-- START --

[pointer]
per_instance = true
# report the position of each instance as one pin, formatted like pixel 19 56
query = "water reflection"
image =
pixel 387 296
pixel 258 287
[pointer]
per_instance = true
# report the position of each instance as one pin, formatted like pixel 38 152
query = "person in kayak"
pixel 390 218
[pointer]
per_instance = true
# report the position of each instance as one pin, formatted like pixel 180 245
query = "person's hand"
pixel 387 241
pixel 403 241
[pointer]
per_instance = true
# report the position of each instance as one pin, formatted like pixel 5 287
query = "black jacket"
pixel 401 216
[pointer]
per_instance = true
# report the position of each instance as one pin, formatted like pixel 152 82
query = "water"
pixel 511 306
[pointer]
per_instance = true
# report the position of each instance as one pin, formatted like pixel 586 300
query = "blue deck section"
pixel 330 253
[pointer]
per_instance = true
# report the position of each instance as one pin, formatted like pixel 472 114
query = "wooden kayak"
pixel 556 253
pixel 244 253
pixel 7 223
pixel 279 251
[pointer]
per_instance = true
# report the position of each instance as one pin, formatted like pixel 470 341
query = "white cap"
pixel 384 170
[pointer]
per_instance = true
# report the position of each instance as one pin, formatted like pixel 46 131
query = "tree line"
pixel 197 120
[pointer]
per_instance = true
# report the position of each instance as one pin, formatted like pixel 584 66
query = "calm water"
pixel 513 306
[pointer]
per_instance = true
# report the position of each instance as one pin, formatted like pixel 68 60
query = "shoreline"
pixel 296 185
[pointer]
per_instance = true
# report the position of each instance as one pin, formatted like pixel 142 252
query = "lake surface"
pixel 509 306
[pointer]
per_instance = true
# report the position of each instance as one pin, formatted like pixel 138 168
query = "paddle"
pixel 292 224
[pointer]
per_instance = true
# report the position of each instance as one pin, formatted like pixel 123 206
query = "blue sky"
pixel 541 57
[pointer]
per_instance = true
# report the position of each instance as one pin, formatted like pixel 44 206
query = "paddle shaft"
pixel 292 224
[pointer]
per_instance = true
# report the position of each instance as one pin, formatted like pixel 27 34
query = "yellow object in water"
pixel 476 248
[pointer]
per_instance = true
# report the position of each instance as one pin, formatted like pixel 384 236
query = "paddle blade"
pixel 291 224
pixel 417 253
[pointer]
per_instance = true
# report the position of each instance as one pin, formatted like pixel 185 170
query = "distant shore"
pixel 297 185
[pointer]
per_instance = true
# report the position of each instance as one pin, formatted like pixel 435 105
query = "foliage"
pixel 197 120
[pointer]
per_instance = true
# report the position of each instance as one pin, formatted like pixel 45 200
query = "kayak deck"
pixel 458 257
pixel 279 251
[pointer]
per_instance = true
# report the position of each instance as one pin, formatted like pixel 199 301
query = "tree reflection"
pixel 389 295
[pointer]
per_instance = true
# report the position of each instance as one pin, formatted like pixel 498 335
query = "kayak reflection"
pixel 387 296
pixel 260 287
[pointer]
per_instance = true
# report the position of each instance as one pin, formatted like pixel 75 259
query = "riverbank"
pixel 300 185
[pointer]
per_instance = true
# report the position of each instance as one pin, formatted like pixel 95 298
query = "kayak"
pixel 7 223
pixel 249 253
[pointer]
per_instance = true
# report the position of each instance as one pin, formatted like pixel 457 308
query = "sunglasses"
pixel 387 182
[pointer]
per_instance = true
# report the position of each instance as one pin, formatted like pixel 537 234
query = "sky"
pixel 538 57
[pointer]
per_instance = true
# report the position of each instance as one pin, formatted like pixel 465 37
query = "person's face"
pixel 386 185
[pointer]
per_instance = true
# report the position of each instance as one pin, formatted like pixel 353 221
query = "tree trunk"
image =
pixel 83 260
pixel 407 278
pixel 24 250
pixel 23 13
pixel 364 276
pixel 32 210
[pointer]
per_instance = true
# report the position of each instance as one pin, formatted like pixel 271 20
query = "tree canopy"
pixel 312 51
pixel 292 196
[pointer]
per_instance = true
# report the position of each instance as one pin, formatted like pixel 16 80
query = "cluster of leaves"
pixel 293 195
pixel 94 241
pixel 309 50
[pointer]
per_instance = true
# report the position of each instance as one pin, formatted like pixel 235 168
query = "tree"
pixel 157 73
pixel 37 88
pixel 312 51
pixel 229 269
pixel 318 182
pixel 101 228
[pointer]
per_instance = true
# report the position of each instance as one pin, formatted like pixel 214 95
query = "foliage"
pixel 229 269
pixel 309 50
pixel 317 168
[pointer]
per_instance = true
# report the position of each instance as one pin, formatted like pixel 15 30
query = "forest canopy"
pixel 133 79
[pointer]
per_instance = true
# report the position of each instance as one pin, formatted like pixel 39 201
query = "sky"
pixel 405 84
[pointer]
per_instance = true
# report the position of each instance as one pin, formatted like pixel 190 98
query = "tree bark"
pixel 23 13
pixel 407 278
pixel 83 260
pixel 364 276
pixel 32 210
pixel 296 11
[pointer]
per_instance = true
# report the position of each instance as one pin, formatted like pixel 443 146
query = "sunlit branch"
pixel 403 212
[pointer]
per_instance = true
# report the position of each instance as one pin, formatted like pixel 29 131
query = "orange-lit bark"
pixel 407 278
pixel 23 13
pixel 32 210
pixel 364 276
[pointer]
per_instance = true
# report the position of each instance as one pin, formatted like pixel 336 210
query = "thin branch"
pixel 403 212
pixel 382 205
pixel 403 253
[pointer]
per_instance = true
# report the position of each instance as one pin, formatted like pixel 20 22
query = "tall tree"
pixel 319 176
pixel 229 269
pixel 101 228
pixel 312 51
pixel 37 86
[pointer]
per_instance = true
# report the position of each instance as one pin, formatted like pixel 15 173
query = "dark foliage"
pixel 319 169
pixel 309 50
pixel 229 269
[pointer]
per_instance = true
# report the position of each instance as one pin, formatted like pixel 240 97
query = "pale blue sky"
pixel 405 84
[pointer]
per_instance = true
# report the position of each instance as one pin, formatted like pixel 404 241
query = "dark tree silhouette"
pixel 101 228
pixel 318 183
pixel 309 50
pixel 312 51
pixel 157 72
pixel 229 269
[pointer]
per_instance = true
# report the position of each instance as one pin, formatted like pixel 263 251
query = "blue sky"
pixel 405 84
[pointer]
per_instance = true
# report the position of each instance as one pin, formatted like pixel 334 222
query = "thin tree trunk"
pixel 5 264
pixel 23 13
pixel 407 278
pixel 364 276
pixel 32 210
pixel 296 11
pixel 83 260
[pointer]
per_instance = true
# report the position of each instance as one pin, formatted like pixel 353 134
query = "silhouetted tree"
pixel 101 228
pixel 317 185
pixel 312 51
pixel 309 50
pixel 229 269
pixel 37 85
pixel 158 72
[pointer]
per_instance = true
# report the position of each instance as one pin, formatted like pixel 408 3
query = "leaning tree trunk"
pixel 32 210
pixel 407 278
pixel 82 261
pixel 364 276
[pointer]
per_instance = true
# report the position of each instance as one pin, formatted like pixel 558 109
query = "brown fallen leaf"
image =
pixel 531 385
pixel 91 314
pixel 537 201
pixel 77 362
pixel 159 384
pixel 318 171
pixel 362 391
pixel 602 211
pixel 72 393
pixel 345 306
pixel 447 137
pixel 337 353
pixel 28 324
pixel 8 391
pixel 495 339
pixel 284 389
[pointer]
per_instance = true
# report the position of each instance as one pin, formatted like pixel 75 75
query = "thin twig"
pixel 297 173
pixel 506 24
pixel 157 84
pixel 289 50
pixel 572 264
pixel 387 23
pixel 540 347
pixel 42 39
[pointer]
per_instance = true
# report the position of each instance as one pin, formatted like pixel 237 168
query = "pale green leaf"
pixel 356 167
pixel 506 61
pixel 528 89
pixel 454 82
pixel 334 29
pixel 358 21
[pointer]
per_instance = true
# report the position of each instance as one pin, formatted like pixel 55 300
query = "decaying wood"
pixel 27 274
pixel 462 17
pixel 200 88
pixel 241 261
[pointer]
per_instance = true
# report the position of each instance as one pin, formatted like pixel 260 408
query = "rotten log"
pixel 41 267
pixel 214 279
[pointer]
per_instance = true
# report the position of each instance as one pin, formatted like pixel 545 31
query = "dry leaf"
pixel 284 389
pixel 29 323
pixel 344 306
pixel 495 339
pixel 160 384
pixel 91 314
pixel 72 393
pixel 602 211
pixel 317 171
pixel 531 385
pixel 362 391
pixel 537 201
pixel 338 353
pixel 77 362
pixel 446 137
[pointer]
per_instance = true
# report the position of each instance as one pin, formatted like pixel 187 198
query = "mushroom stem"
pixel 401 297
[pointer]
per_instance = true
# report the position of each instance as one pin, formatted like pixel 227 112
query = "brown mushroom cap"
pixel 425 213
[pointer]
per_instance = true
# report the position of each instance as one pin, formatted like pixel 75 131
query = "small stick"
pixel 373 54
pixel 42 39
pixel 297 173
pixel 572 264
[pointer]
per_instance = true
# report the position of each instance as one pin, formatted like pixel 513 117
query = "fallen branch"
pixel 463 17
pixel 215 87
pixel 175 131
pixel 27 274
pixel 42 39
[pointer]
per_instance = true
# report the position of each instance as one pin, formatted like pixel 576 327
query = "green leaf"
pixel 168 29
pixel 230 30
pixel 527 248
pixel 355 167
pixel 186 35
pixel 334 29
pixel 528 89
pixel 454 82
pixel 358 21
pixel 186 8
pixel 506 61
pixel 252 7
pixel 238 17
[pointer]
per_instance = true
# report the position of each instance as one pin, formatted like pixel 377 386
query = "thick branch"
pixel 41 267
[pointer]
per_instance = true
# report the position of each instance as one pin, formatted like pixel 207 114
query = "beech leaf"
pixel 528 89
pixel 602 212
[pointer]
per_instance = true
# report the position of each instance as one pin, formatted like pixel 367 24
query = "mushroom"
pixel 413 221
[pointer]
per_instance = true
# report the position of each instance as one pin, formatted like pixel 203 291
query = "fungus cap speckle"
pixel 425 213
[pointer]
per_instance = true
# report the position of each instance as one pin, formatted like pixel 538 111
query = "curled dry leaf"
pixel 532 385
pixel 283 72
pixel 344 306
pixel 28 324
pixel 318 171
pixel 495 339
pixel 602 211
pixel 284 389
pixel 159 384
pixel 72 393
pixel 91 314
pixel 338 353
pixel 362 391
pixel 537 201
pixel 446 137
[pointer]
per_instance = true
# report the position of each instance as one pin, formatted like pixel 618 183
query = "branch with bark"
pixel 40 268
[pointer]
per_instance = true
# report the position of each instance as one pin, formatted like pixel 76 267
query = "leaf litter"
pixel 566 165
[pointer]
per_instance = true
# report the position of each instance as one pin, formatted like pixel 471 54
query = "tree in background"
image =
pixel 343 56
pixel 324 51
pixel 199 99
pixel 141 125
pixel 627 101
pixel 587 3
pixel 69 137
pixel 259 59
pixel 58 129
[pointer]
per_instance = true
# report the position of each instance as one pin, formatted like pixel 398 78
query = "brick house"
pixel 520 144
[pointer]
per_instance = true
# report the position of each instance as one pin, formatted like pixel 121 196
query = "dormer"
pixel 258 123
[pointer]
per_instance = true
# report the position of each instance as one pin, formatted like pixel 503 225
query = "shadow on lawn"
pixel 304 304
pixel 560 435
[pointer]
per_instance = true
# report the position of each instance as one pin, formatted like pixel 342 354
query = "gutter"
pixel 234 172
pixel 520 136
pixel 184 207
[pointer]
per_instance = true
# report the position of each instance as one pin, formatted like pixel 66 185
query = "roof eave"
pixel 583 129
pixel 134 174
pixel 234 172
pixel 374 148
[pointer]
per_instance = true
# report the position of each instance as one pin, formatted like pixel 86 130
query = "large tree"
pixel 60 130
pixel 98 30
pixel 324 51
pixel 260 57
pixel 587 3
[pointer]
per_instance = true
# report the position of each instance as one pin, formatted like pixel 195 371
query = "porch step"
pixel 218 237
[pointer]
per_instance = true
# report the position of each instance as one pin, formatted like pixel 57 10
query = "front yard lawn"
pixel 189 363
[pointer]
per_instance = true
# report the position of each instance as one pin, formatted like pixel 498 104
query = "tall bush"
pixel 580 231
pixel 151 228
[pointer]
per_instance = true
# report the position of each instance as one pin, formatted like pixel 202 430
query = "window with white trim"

-- END --

REQUEST
Update the entries from their first line through the line that contains "pixel 390 218", replacing "kayak" with "canoe" and leaving everything else unchanged.

SOLUTION TO THIS EXERCISE
[pointer]
per_instance = true
# report the position of each instance as one pin, formatted like pixel 19 56
query = "water reflection"
image =
pixel 387 296
pixel 258 287
[pointer]
per_instance = true
# report the position of each instance as one pin, formatted like pixel 38 152
query = "person in canoe"
pixel 390 218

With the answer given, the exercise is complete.